:: Fragmento del documento
La escuela ha sido y es un lugar de encuentro de distintos sujetos sociales que, en muchos


casos no comparten las formas de pensar el mundo, el tiempo, las relaciones entre
generaciones y también de entender las relaciones escolares. Así, las escuelas –pensadas
genéricamente- son lugares donde interactuamos con sujetos con inscripciones culturales
diversas que son bastante distintas a aquellas que se presentan como “esperables” desde
perspectivas construidas desde posiciones hegemónicas. A diferencia de otras
instituciones, la escuela, día a día, reúne a distintos sujetos sociales desde sus momentos
fundacionales – aunque tal vez el alumnado sea menos heterogéneo debido a los circuitos
de escolarización que tienden a reunir en cada escuela a niños, niñas y jóvenes que
provienen de sectores sociales crecientemente homogéneos- y siempre ha resuelto cómo
tratar las diferencias sociales y culturales de familias y estudiantes. Estas formas han
variado históricamente al tiempo de modificaciones sociales más amplias al tiempo que,
en tanto matriz de la construcción del sistema educativo siguen siendo productivas.

En las últimas décadas se han redefinido –al menos en parte- las políticas de
reconocimiento de distintos repertorios culturales en espacios escolarizados pero éstas no se
traducen en cambios inmediatos o drásticos en el cotidiano escolar. Tanto en el plano
internacional – en los pronunciamientos de Durban, Unesco, OIT, Naciones Unidas, OEA1- como en
los textos constitucionales de muchos países de la región –incluyendo a la Argentina- hay
referencias explícitas al reconocimiento y respeto de la diversidad cultural como principio
organizador. Esto agrega complejidad ya que algunos de estos organismos, al mismo tiempo,
promueven nuevas fragmentaciones y segmentaciones de sustento cultural, frecuentemente

1
Nos referimos a Declaración de las Naciones Unidas sobre los Derechos de los Pueblos Indígenas
(2007); la Declaración de Durban: Conferencia Mundial contra el Racismo, la Discriminación Racial,
la Xenofobia y las Formas Conexas de Intolerancia (2001); el Convenio OIT 169 Sobre Pueblos
Indígenas y Tribales (1989); la Convención Internacional para la Eliminación de Toda Forma de
Discriminación Racial (1965) y Convención relativa a la lucha contra las discriminaciones en la
esfera de la enseñanza (1960).
asentadas sobre concepciones de la multiculturalidad que resultan funcionales al mantenimiento
de las estructuras socio-económicas (Castillo Guzmán y Caicedo Ortiz, 2007).

La aparición y consolidación de políticas de reconocimiento en la escuela se inscribe en procesos


de disputa más amplios. Estas disputas pueden rastrearse desde las primeras décadas del siglo XX
pero, adquieren mucha más presencia en la medida en que los movimientos de reivindicación -de
mujeres, de indígenas, de campesinos, de migrantes y de distintos grupos que frecuentemente se
nombran erróneamente como “minorías”- se articulan.
::::
:: Información registrada
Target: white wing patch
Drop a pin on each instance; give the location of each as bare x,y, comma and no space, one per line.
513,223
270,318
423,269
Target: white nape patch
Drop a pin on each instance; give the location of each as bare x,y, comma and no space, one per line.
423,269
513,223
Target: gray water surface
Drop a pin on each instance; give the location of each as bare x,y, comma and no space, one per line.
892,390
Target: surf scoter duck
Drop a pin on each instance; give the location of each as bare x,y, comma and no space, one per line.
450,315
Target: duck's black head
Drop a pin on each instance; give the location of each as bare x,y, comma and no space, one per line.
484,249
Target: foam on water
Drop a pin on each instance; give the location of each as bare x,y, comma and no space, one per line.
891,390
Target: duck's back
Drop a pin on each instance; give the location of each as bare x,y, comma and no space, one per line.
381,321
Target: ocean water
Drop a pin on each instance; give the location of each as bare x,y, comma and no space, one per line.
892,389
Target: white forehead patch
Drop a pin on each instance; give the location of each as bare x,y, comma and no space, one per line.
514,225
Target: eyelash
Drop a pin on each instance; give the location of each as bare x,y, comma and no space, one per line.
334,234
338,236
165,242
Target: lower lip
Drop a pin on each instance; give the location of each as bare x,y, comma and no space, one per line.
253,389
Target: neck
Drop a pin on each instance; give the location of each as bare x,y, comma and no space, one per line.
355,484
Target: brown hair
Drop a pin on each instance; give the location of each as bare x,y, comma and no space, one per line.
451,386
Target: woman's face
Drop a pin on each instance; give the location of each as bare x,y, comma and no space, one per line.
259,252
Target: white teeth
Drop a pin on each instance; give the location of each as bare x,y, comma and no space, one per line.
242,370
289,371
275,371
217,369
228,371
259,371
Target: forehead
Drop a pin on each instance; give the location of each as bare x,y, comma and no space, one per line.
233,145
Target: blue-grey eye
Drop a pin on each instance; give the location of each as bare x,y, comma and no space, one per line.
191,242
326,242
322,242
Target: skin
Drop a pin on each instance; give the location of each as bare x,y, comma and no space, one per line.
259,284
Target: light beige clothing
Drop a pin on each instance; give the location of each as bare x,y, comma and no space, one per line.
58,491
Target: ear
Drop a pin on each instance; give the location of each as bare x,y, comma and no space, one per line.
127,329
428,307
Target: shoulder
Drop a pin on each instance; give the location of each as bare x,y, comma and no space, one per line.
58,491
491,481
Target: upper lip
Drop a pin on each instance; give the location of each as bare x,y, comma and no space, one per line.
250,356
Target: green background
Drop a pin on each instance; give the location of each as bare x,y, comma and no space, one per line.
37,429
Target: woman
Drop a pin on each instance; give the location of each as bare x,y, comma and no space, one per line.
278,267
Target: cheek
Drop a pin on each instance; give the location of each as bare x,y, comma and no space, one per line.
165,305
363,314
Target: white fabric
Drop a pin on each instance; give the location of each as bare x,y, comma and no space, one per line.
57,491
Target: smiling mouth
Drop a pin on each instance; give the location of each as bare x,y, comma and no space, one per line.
::::
**Consigna:**
Traduzca al inglés esta oración del fragmento del documento: "La aparición y consolidación de políticas de reconocimiento en la escuela se inscribe en procesos de disputa más amplios."

**Solución:**
The emergence and consolidation of recognition policies in schools are part of broader processes of contestation.